(Excerpts from pointing data)
......

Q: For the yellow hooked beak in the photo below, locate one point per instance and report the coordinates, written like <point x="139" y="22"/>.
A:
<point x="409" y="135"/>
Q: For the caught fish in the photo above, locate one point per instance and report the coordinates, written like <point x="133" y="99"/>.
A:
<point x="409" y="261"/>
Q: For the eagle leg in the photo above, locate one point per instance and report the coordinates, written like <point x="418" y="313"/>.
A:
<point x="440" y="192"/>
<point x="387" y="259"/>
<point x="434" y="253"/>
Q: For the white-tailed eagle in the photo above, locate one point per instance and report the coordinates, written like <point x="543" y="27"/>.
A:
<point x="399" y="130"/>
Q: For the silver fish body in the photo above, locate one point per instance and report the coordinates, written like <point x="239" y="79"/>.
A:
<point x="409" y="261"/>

......

Task requirements — Render the lines above as a Markdown table with the columns "Row" and "Line." Number each row and omit any blank lines.

Exercise result —
| Row | Line |
|---|---|
| 1 | Q: For the yellow hooked beak in the photo below, locate one point per instance and report the coordinates, written like <point x="139" y="22"/>. |
| 2 | A: |
| 3 | <point x="409" y="135"/> |
| 4 | Q: For the caught fish in the photo above, locate one point per instance and report the coordinates, written like <point x="133" y="99"/>. |
| 5 | A: |
| 6 | <point x="409" y="261"/> |
| 7 | Q: For the eagle leg in the photo above, locate one point per instance and report the coordinates, written like <point x="418" y="313"/>. |
| 8 | A: |
| 9 | <point x="440" y="192"/> |
| 10 | <point x="387" y="259"/> |
| 11 | <point x="434" y="253"/> |
| 12 | Q: For the white-tailed eagle in the photo above, locate one point per instance and report the coordinates, written like <point x="543" y="27"/>. |
| 13 | A: |
| 14 | <point x="399" y="130"/> |
| 15 | Q: For the silver fish body in the photo above, locate one point per instance and report the coordinates, written like <point x="239" y="79"/>. |
| 16 | A: |
| 17 | <point x="409" y="261"/> |